Record set.
★ ★ ★

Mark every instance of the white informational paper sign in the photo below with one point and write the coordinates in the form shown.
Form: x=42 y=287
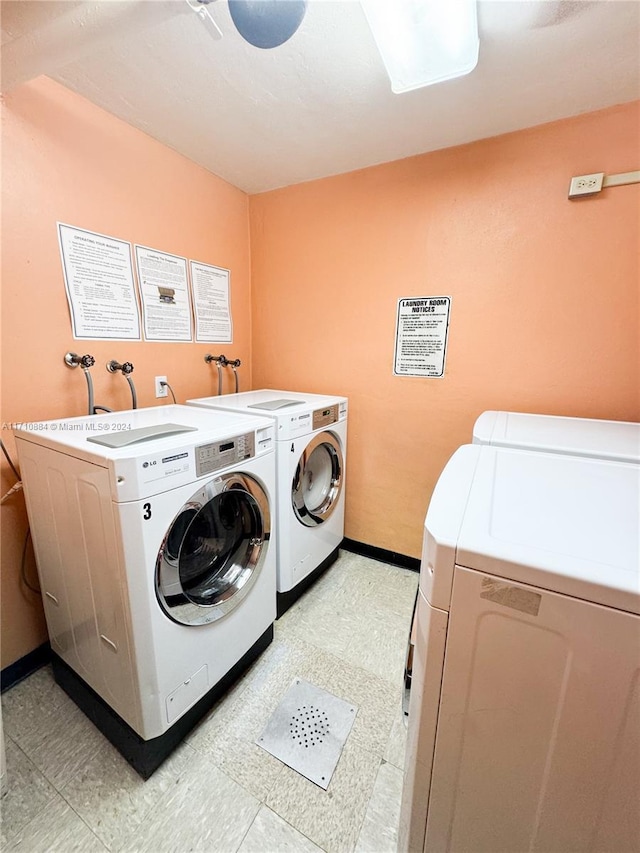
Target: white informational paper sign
x=211 y=303
x=98 y=279
x=164 y=290
x=421 y=336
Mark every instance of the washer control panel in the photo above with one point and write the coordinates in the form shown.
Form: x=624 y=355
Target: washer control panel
x=221 y=454
x=325 y=417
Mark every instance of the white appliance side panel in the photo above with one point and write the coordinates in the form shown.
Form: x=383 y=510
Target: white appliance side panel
x=300 y=548
x=78 y=557
x=537 y=742
x=428 y=660
x=442 y=525
x=615 y=440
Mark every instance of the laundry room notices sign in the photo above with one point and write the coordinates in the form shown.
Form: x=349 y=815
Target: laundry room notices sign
x=422 y=327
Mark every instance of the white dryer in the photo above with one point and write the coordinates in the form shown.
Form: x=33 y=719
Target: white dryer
x=524 y=715
x=311 y=455
x=154 y=545
x=616 y=440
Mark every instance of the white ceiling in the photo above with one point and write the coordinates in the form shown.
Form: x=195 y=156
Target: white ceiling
x=320 y=104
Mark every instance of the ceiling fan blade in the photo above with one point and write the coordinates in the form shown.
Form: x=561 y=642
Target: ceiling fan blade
x=267 y=23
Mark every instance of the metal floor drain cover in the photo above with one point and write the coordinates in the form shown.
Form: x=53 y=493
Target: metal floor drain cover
x=308 y=730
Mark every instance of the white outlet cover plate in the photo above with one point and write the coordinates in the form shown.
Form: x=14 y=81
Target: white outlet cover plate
x=586 y=184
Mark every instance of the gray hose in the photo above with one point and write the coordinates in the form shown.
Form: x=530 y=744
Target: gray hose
x=91 y=402
x=134 y=397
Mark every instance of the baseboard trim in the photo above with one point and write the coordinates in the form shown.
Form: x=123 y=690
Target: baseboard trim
x=24 y=666
x=284 y=600
x=381 y=554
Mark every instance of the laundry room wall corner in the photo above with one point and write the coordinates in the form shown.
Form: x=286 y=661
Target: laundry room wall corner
x=544 y=310
x=66 y=160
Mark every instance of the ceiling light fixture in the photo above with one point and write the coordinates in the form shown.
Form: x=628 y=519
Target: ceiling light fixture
x=424 y=41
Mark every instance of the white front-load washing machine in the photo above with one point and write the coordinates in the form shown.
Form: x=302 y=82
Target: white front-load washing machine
x=155 y=550
x=615 y=440
x=311 y=455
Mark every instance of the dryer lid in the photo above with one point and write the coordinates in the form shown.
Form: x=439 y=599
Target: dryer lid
x=568 y=524
x=616 y=440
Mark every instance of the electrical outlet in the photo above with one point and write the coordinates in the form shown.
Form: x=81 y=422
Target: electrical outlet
x=585 y=185
x=161 y=390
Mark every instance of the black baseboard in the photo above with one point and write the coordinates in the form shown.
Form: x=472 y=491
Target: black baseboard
x=284 y=600
x=145 y=756
x=23 y=667
x=381 y=554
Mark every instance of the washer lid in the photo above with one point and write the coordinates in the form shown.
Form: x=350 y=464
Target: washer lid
x=569 y=524
x=616 y=440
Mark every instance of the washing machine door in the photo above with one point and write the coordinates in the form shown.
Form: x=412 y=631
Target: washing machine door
x=214 y=550
x=317 y=482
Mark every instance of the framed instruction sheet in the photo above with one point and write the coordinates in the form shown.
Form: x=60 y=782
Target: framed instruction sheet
x=211 y=303
x=422 y=327
x=98 y=279
x=164 y=290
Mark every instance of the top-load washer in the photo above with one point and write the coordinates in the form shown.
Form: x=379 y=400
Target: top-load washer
x=311 y=454
x=524 y=711
x=153 y=539
x=615 y=440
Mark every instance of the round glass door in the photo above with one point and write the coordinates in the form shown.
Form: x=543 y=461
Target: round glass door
x=213 y=551
x=317 y=482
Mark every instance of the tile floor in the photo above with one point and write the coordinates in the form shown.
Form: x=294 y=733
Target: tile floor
x=70 y=790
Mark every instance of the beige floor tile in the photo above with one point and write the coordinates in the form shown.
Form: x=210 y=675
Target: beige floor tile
x=33 y=704
x=331 y=819
x=379 y=833
x=270 y=834
x=204 y=810
x=378 y=643
x=57 y=830
x=113 y=799
x=63 y=745
x=28 y=792
x=347 y=635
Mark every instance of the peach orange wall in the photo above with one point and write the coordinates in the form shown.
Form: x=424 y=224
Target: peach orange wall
x=544 y=299
x=66 y=160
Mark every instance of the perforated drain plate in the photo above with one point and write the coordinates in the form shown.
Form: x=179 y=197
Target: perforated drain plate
x=308 y=730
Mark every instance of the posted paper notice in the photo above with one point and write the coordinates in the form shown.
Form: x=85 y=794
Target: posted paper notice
x=164 y=290
x=211 y=303
x=98 y=279
x=421 y=336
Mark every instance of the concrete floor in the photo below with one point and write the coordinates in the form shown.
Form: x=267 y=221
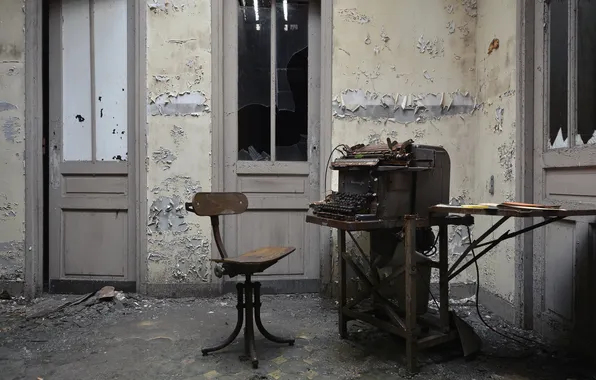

★ ★ ★

Set task.
Please pick out every line of the material above that contains the string "cover". Case counts, so only lines where it appears in that same case qualify.

Output.
Mark every instance of the metal floor drain cover in the photo above with one point and write the coordinates in the form shown.
Target: metal floor drain cover
Mark every instance of the white outlet cover plate in the photo above with one point and write the coordinates in the form shown.
Target: white outlet cover plate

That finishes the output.